THE INPUT:

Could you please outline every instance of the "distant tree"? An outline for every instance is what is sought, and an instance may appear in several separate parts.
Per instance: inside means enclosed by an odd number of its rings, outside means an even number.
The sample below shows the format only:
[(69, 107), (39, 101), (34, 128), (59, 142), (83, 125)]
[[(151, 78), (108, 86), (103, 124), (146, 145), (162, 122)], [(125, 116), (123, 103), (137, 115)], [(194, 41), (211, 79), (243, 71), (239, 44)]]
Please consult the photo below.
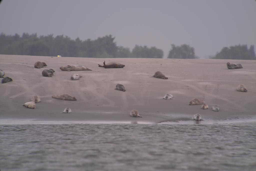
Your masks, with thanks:
[(195, 54), (195, 49), (186, 44), (180, 46), (172, 44), (172, 49), (169, 51), (168, 58), (195, 59), (198, 58)]
[(248, 49), (247, 45), (239, 44), (229, 48), (224, 47), (217, 52), (214, 59), (256, 60), (254, 46), (251, 45)]

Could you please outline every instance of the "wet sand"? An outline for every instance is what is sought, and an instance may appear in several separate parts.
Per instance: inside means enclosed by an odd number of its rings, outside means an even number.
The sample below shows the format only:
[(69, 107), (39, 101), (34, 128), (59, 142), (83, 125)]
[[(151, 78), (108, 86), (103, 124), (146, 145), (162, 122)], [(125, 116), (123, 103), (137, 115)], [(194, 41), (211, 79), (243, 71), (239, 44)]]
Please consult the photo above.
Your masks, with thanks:
[[(115, 61), (123, 68), (98, 67)], [(36, 62), (47, 66), (35, 68)], [(1, 84), (0, 124), (99, 123), (156, 123), (180, 119), (199, 113), (204, 117), (256, 115), (256, 61), (215, 59), (57, 58), (0, 55), (0, 69), (12, 82)], [(243, 68), (229, 70), (228, 62), (241, 63)], [(63, 71), (60, 66), (82, 65), (92, 71)], [(52, 68), (52, 77), (42, 72)], [(152, 77), (160, 71), (168, 79)], [(71, 80), (71, 75), (83, 76)], [(126, 91), (114, 89), (123, 85)], [(236, 91), (239, 84), (248, 91)], [(169, 93), (175, 99), (160, 98)], [(77, 101), (56, 99), (52, 96), (68, 93)], [(41, 102), (35, 109), (22, 105), (37, 95)], [(204, 100), (209, 109), (189, 106), (194, 98)], [(217, 112), (211, 108), (218, 105)], [(60, 113), (66, 107), (72, 113)], [(129, 116), (133, 109), (143, 117)], [(185, 120), (186, 120), (185, 119)], [(178, 119), (178, 122), (179, 119)]]

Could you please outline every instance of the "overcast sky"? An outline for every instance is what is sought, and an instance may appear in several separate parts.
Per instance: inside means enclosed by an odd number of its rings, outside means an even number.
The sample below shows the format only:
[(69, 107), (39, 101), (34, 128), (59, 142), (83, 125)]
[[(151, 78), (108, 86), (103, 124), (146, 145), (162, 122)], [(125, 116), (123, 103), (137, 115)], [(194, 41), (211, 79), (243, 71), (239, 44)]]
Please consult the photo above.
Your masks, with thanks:
[(165, 57), (172, 44), (188, 44), (201, 58), (225, 46), (256, 45), (254, 0), (3, 0), (0, 16), (7, 35), (111, 34), (118, 46), (155, 46)]

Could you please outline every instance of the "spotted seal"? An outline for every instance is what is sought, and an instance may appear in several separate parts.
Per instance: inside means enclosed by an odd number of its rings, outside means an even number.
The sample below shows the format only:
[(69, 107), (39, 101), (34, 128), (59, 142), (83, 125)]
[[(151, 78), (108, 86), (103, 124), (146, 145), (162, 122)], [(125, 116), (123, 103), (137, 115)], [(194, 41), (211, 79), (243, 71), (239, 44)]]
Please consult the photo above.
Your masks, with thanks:
[(103, 66), (98, 64), (99, 67), (105, 68), (122, 68), (125, 66), (125, 65), (121, 64), (120, 63), (116, 62), (110, 62), (106, 64), (105, 64), (105, 61), (103, 62)]
[(68, 94), (63, 94), (57, 96), (51, 96), (52, 98), (55, 98), (57, 99), (63, 100), (73, 100), (76, 101), (77, 99), (76, 98), (73, 97)]
[(233, 63), (228, 62), (227, 63), (227, 66), (229, 69), (239, 69), (242, 68), (243, 67), (241, 64), (236, 64)]
[(237, 87), (237, 90), (242, 92), (247, 92), (246, 87), (243, 84), (239, 84)]
[(52, 77), (53, 75), (53, 73), (55, 71), (51, 69), (49, 70), (44, 70), (42, 72), (42, 75), (44, 77)]
[(22, 106), (24, 106), (28, 108), (36, 108), (36, 104), (34, 101), (29, 101), (28, 102), (26, 102)]
[(62, 112), (60, 112), (60, 113), (71, 113), (71, 109), (69, 107), (66, 107), (64, 109), (64, 111)]
[(193, 99), (189, 102), (189, 105), (201, 105), (205, 103), (205, 102), (203, 100), (199, 99), (196, 98)]
[(116, 85), (115, 86), (115, 89), (122, 91), (123, 92), (125, 92), (126, 91), (124, 88), (124, 86), (120, 84), (118, 84)]
[(77, 65), (68, 65), (61, 66), (60, 69), (61, 70), (66, 71), (92, 71), (83, 66)]
[(155, 74), (153, 76), (153, 77), (155, 77), (158, 78), (161, 78), (164, 79), (167, 79), (168, 78), (166, 77), (160, 71), (157, 71), (155, 73)]
[(131, 111), (131, 113), (130, 113), (130, 116), (133, 117), (142, 117), (142, 116), (140, 116), (139, 115), (139, 112), (138, 112), (138, 111), (135, 109), (133, 109)]

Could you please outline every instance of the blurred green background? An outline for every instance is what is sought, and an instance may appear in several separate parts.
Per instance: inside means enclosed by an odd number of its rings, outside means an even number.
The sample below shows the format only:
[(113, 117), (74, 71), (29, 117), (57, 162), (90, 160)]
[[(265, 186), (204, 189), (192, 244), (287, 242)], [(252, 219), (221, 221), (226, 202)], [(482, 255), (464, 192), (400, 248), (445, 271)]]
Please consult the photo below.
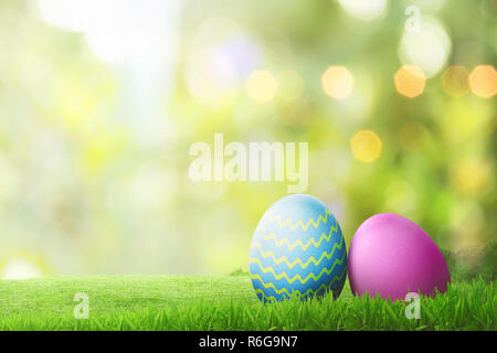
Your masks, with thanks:
[(484, 246), (496, 38), (495, 0), (0, 0), (0, 277), (247, 269), (288, 183), (191, 181), (214, 132), (308, 142), (348, 244)]

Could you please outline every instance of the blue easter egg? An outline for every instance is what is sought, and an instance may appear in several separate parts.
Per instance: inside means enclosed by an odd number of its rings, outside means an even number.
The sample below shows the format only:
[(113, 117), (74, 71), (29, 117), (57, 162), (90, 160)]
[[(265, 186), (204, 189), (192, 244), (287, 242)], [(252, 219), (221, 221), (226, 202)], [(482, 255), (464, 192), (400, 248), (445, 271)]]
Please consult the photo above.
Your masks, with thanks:
[(293, 194), (274, 203), (252, 238), (250, 272), (263, 302), (307, 299), (331, 291), (347, 277), (347, 248), (340, 226), (318, 199)]

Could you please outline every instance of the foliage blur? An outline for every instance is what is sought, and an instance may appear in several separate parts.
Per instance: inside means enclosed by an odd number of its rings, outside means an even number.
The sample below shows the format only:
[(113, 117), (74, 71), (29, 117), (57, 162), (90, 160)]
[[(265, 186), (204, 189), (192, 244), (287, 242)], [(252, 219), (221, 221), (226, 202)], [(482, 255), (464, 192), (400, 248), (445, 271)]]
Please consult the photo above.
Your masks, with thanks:
[(348, 244), (393, 212), (484, 246), (496, 34), (495, 0), (0, 0), (0, 277), (246, 269), (288, 183), (191, 181), (215, 132), (308, 142), (307, 193)]

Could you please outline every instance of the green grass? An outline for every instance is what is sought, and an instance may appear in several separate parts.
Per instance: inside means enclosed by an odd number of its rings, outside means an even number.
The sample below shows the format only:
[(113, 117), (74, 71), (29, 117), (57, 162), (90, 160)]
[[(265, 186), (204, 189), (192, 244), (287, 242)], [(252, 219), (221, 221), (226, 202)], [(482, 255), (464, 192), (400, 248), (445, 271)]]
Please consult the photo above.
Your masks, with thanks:
[[(89, 297), (89, 319), (73, 315)], [(0, 281), (0, 330), (496, 330), (494, 281), (453, 284), (423, 298), (421, 319), (405, 303), (356, 298), (263, 306), (246, 276), (92, 276)]]

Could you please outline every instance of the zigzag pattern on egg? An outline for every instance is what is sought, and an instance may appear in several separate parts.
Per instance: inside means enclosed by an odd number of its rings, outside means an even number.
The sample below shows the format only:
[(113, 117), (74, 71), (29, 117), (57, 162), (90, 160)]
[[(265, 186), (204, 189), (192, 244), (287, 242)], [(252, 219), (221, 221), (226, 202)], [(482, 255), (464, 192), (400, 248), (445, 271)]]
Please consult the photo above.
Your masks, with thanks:
[[(289, 297), (309, 298), (332, 291), (341, 291), (347, 274), (347, 250), (341, 229), (331, 212), (317, 199), (304, 199), (313, 213), (307, 220), (295, 220), (303, 207), (289, 205), (290, 212), (275, 214), (273, 205), (255, 231), (250, 256), (251, 279), (257, 297), (266, 301), (279, 301)], [(288, 200), (290, 201), (290, 200)], [(286, 205), (283, 204), (283, 207)], [(306, 213), (307, 212), (307, 213)], [(308, 210), (297, 213), (306, 215)], [(294, 215), (294, 218), (292, 218)]]

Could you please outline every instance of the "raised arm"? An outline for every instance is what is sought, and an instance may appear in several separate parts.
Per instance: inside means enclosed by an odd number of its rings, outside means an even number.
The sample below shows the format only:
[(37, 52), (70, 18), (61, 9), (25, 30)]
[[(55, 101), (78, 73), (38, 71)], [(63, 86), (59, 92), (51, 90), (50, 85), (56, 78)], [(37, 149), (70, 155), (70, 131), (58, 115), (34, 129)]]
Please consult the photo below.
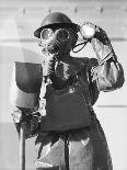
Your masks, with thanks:
[(124, 84), (124, 70), (105, 31), (95, 27), (91, 44), (96, 54), (99, 65), (92, 69), (92, 80), (96, 81), (100, 91), (112, 91)]

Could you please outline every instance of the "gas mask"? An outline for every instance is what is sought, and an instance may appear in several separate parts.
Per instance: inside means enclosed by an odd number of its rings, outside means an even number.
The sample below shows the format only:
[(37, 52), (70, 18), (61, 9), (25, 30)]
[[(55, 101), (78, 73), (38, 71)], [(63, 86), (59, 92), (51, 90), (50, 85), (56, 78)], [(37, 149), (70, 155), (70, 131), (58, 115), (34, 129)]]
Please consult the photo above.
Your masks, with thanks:
[(44, 29), (38, 45), (43, 54), (68, 54), (76, 45), (78, 35), (72, 29)]

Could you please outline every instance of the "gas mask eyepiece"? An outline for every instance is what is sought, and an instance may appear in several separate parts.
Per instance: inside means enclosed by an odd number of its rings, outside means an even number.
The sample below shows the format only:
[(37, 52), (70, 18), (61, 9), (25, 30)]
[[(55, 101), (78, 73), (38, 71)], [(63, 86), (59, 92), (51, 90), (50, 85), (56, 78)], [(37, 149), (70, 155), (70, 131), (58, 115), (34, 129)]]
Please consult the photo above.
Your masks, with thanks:
[(70, 39), (70, 32), (67, 29), (44, 29), (41, 32), (39, 46), (43, 52), (58, 54), (61, 47)]

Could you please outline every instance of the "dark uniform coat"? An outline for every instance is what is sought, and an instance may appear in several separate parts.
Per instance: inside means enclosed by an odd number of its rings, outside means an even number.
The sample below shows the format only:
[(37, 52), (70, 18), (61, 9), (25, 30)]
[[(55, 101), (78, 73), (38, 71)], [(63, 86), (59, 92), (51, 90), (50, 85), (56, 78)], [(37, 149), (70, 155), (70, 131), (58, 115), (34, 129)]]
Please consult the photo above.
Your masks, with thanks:
[[(65, 83), (71, 76), (74, 77), (72, 81)], [(34, 110), (41, 98), (42, 78), (41, 64), (15, 63), (11, 103), (22, 110)], [(123, 67), (114, 54), (106, 55), (101, 61), (95, 58), (72, 57), (59, 61), (51, 84), (47, 87), (47, 104), (54, 100), (50, 93), (62, 89), (68, 89), (68, 93), (74, 98), (73, 89), (69, 88), (78, 83), (84, 89), (82, 94), (88, 110), (86, 116), (80, 106), (77, 110), (77, 101), (72, 100), (71, 105), (68, 105), (69, 101), (65, 101), (66, 104), (59, 106), (58, 100), (57, 107), (51, 103), (51, 111), (48, 111), (47, 106), (47, 115), (39, 121), (33, 116), (27, 125), (26, 138), (37, 135), (37, 170), (113, 170), (106, 138), (92, 105), (97, 100), (100, 91), (109, 92), (123, 86)], [(74, 88), (77, 91), (76, 86)], [(79, 101), (79, 104), (82, 103)], [(57, 113), (54, 109), (61, 111)], [(68, 109), (70, 112), (66, 114)]]

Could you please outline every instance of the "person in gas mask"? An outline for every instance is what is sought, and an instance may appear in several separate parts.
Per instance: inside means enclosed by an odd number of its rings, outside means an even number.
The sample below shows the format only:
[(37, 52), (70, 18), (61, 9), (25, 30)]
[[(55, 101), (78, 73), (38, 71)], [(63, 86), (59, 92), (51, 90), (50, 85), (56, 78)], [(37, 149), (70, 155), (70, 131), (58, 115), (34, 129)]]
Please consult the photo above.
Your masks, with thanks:
[[(77, 44), (79, 33), (83, 43)], [(43, 61), (15, 63), (11, 101), (16, 128), (26, 122), (26, 138), (37, 136), (36, 170), (112, 170), (106, 138), (92, 107), (101, 91), (124, 84), (123, 67), (105, 31), (53, 12), (34, 35)], [(70, 56), (86, 43), (96, 58)]]

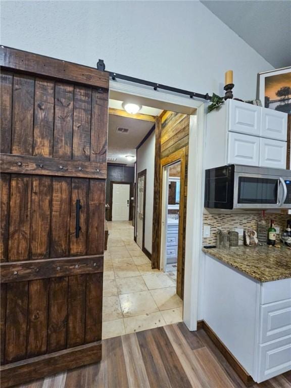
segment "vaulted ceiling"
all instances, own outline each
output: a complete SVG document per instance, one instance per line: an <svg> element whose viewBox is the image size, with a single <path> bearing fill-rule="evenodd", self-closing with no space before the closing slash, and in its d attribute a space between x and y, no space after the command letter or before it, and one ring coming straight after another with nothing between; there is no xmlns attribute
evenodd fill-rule
<svg viewBox="0 0 291 388"><path fill-rule="evenodd" d="M274 67L291 66L291 1L201 0L201 3Z"/></svg>

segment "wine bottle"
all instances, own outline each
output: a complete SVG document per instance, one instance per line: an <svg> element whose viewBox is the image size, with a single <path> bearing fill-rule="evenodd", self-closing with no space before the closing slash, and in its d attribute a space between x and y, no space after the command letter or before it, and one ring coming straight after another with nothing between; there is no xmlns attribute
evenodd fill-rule
<svg viewBox="0 0 291 388"><path fill-rule="evenodd" d="M276 229L274 227L274 221L271 220L271 225L268 229L268 245L275 245L276 244Z"/></svg>

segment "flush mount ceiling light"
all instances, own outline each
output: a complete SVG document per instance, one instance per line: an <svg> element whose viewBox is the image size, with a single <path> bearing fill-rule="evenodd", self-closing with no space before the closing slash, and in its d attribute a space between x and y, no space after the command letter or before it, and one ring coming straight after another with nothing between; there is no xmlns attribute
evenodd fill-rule
<svg viewBox="0 0 291 388"><path fill-rule="evenodd" d="M125 155L125 158L126 158L128 162L131 162L134 159L133 155Z"/></svg>
<svg viewBox="0 0 291 388"><path fill-rule="evenodd" d="M126 111L127 113L135 115L141 109L141 105L131 104L131 103L122 103L122 108Z"/></svg>

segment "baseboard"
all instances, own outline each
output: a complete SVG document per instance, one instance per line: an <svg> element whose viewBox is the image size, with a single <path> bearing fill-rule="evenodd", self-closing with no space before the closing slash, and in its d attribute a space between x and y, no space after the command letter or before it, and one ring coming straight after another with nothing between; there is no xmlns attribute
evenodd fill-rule
<svg viewBox="0 0 291 388"><path fill-rule="evenodd" d="M1 388L94 364L101 360L101 341L22 360L1 366Z"/></svg>
<svg viewBox="0 0 291 388"><path fill-rule="evenodd" d="M218 338L212 329L204 320L197 321L197 330L203 329L215 346L218 349L221 354L228 362L236 374L240 378L244 383L250 386L255 383L252 376L249 374L246 369L238 362L233 355L228 350L225 345Z"/></svg>
<svg viewBox="0 0 291 388"><path fill-rule="evenodd" d="M142 252L143 252L144 255L148 256L148 257L149 258L149 259L150 259L151 261L152 261L152 254L150 252L149 252L149 251L148 251L147 248L145 248L144 247L143 247L142 248Z"/></svg>

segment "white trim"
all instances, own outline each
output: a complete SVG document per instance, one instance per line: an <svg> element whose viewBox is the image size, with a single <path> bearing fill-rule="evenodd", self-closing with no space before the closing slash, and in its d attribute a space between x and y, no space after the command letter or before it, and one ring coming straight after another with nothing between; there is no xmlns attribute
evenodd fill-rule
<svg viewBox="0 0 291 388"><path fill-rule="evenodd" d="M185 107L188 110L197 109L196 114L191 115L190 118L183 314L183 320L188 329L196 330L200 290L200 260L202 253L203 150L206 104L205 102L186 96L160 90L156 91L149 87L136 86L129 82L110 81L109 88L113 97L115 93L131 94L149 101L155 100L179 105L183 112L185 111ZM192 216L193 214L195 214L195 217Z"/></svg>

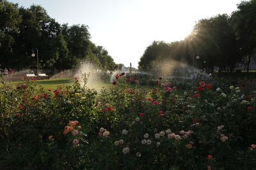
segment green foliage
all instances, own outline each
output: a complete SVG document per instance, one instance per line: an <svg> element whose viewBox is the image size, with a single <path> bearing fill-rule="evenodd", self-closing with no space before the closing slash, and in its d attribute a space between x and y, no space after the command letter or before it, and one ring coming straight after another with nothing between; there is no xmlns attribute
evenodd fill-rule
<svg viewBox="0 0 256 170"><path fill-rule="evenodd" d="M36 60L32 59L31 54L31 49L36 48L42 69L69 69L79 67L83 61L105 70L116 68L108 51L90 41L87 25L61 25L40 5L19 8L5 0L0 5L2 66L16 71L36 68Z"/></svg>
<svg viewBox="0 0 256 170"><path fill-rule="evenodd" d="M207 67L212 73L214 67L220 71L232 72L237 64L244 64L249 71L256 50L255 6L255 0L243 1L232 16L222 14L201 19L184 41L154 41L141 56L139 68L162 73L161 69L166 70L164 64L170 67L173 61L180 61L199 69ZM197 55L200 59L194 64Z"/></svg>
<svg viewBox="0 0 256 170"><path fill-rule="evenodd" d="M139 77L122 73L98 94L86 87L87 77L53 92L35 81L1 89L1 168L256 166L255 80L230 86L198 80L177 95L164 78L152 79L154 85L145 88Z"/></svg>

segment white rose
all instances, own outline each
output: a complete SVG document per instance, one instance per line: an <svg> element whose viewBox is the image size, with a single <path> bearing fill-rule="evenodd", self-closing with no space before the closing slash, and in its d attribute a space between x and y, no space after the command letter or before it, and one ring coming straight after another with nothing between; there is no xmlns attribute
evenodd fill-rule
<svg viewBox="0 0 256 170"><path fill-rule="evenodd" d="M144 138L148 138L148 136L149 136L149 134L144 134Z"/></svg>
<svg viewBox="0 0 256 170"><path fill-rule="evenodd" d="M156 139L159 139L160 138L160 134L155 134L155 138Z"/></svg>
<svg viewBox="0 0 256 170"><path fill-rule="evenodd" d="M122 132L122 133L123 134L127 134L128 131L127 131L126 129L124 129L123 131Z"/></svg>
<svg viewBox="0 0 256 170"><path fill-rule="evenodd" d="M128 153L129 152L130 152L130 148L129 147L126 147L123 149L123 153L124 154Z"/></svg>

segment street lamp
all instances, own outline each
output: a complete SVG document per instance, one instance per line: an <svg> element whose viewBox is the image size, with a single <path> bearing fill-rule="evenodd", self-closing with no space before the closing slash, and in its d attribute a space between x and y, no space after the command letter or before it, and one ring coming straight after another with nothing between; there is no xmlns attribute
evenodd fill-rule
<svg viewBox="0 0 256 170"><path fill-rule="evenodd" d="M37 74L37 76L39 76L39 71L38 71L38 67L39 67L39 64L38 64L38 50L37 50L37 48L32 48L32 54L31 54L31 56L32 57L35 57L35 53L34 53L34 52L35 52L35 50L36 50L36 59L37 59L37 73L36 73L36 74Z"/></svg>
<svg viewBox="0 0 256 170"><path fill-rule="evenodd" d="M199 60L200 57L198 55L198 52L197 50L193 51L193 67L195 67L195 54L196 53L196 59Z"/></svg>

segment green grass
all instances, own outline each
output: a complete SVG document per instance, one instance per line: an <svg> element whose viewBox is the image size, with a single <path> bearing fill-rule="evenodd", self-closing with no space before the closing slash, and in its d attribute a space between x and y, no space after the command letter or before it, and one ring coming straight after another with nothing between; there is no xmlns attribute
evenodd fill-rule
<svg viewBox="0 0 256 170"><path fill-rule="evenodd" d="M65 78L36 80L36 83L37 85L42 86L44 87L45 89L56 89L58 86L71 85L72 83L72 78ZM12 87L15 87L17 84L20 83L21 81L7 82L6 85Z"/></svg>
<svg viewBox="0 0 256 170"><path fill-rule="evenodd" d="M73 78L55 78L50 80L36 80L36 83L38 86L44 87L45 89L56 89L58 86L70 86L72 85ZM17 85L20 83L22 81L13 81L7 82L7 85L10 85L13 87L16 87ZM111 83L95 83L92 86L90 86L91 89L95 89L97 90L100 90L102 87L109 88L112 85Z"/></svg>
<svg viewBox="0 0 256 170"><path fill-rule="evenodd" d="M73 78L55 78L51 80L36 80L36 83L39 87L44 87L45 90L51 89L55 90L59 86L70 86L72 85L73 82ZM13 82L7 82L7 85L10 85L13 87L15 87L17 85L20 83L22 81L13 81ZM88 87L90 89L94 89L98 91L100 90L102 87L105 88L110 88L112 87L112 83L94 83L91 84ZM130 88L134 88L134 85L131 85ZM151 90L152 89L154 88L154 86L143 86L147 90ZM177 94L179 96L182 96L184 92L186 91L186 90L179 89L179 87L177 90Z"/></svg>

REQUEST:
Copy the listing word for word, everything from its first line down to the line containing "46), (251, 45)]", with both ends included. Leave the pictures out.

OUTPUT FOR THIS TASK:
Could you please outline every instance of the "distant tree"? An outline for every instance is what is sought, and an instance may appear in several separate parts.
Per instance: inside means enclosed by an odd number of its rings, outside means an even number.
The sample below shows the format only:
[(69, 107), (39, 101), (34, 128), (59, 142), (83, 125)]
[[(151, 78), (108, 86), (103, 124), (146, 145), (162, 122)], [(125, 116), (123, 103), (137, 115)], [(194, 41), (211, 79), (243, 71), (239, 44)]]
Please consult the photo below.
Your masks, with thanks:
[(195, 54), (195, 49), (186, 44), (180, 46), (172, 44), (172, 49), (169, 51), (168, 58), (195, 59), (198, 58)]
[(248, 49), (247, 45), (239, 44), (229, 48), (224, 47), (217, 52), (214, 59), (256, 60), (254, 46), (251, 45)]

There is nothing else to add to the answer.